Saturday, August 08, 2009
Two French, 9 Filipinos killed in Mt. Pinatubo

Two French tourists and nine Filipinos were killed from flooding and landslides triggered by heavy rain in Zambales province, north of Manila, police and officials said on Friday.

In addition to the two dead, another French tourist was missing after 12 French, Belgian and South Korean hikers were caught in heavy rain after scaling Mount Pinatubo volcano on Thursday, said regional police official and Chief Supt. Leonilo de la Cruz.

Six French and three South Koreans were reported to have been rescued by a Philippine Air Force helicopter.

A police official from Tarlac province, also north of Manila and near Mount Pinatubo, said that only six died in the incident—a French tourist, another European and four Filipinos who all drowned because of the flooding and landslides.

Senior Supt. Rudy Lacadin, Tarlac provincial police director, added that another European was missing.

Reports reaching Camp Crame, the national-police headquarters, said that a rescue team recovered the bodies of four victims around 10 a.m. Friday in the village of Santa Juliana in Capas town, Tarlac.

The Belgian Embassy in the Philippines declined to comment on the incident.

The foreigners had hiked up the volcano, about 100 kilometers northwest of Manila, but after they descended were caught by the heavy rain from Typhoon Kiko that mixed with volcanic ash on the slopes to form deadly, fast-moving mudslides.

A Filipino guide and a Filipino rescuer were also killed.

The 1,475-meter Mount Pinatubo erupted with devastating force in 1991, spewing a plume of ash 30 miles into the sky, killing more than 800 people.

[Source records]
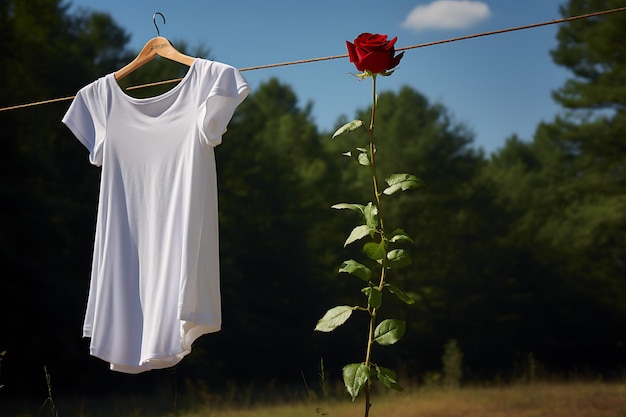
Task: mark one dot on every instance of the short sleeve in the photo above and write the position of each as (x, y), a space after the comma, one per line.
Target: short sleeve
(86, 119)
(228, 90)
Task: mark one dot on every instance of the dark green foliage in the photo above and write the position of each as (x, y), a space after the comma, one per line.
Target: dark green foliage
(518, 253)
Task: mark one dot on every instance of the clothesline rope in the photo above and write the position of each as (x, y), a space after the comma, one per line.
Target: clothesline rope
(332, 57)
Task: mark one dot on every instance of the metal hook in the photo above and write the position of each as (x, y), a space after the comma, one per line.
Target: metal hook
(154, 21)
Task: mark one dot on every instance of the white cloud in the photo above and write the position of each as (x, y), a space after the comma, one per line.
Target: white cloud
(447, 14)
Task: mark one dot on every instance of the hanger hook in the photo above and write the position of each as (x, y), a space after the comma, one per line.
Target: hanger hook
(154, 21)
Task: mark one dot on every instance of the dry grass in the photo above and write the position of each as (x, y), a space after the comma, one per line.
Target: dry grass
(574, 399)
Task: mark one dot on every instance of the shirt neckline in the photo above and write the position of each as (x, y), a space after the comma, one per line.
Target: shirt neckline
(153, 99)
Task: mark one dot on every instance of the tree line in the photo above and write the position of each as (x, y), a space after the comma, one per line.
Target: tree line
(517, 253)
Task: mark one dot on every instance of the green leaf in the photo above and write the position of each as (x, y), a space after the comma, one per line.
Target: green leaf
(364, 159)
(389, 331)
(357, 233)
(334, 318)
(388, 378)
(350, 206)
(400, 294)
(375, 251)
(370, 213)
(400, 235)
(355, 376)
(398, 258)
(401, 182)
(358, 270)
(348, 127)
(374, 296)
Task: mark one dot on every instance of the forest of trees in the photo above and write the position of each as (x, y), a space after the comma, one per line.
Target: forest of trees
(522, 252)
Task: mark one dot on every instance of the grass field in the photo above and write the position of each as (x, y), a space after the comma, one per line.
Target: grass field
(541, 399)
(574, 399)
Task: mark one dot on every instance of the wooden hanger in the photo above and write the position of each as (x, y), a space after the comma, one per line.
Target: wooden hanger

*Explore the material*:
a: State whether each statement below agrees with the Mount Pinatubo article, answering yes or no and quoting the deciding words of the article. (i) A Philippine Air Force helicopter rescued six French and three South Koreans. (ii) The Belgian Embassy in the Philippines issued a statement on the incident. (iii) Mount Pinatubo lies about 100 kilometers northeast of Manila.
b: Answer these questions from the Mount Pinatubo article:
(i) In which village did a rescue team recover the bodies of four victims?
(ii) Which typhoon produced the heavy rain?
(iii) How high is Mount Pinatubo?
c: Reproduce the Mount Pinatubo article between "Saturday, August 08, 2009" and "Air Force helicopter.", inclusive.

*Answers by item*:
a:
(i) Yes: "Six French and three South Koreans were reported to have been rescued by a Philippine Air Force helicopter."
(ii) No: "The Belgian Embassy in the Philippines declined to comment on the incident."
(iii) No: "about 100 kilometers northwest of Manila"

b:
(i) Santa Juliana, in Capas town, Tarlac
(ii) Typhoon Kiko
(iii) 1,475 meters

c:
Saturday, August 08, 2009
Two French, 9 Filipinos killed in Mt. Pinatubo

Two French tourists and nine Filipinos were killed from flooding and landslides triggered by heavy rain in Zambales province, north of Manila, police and officials said on Friday.

In addition to the two dead, another French tourist was missing after 12 French, Belgian and South Korean hikers were caught in heavy rain after scaling Mount Pinatubo volcano on Thursday, said regional police official and Chief Supt. Leonilo de la Cruz.

Six French and three South Koreans were reported to have been rescued by a Philippine Air Force helicopter.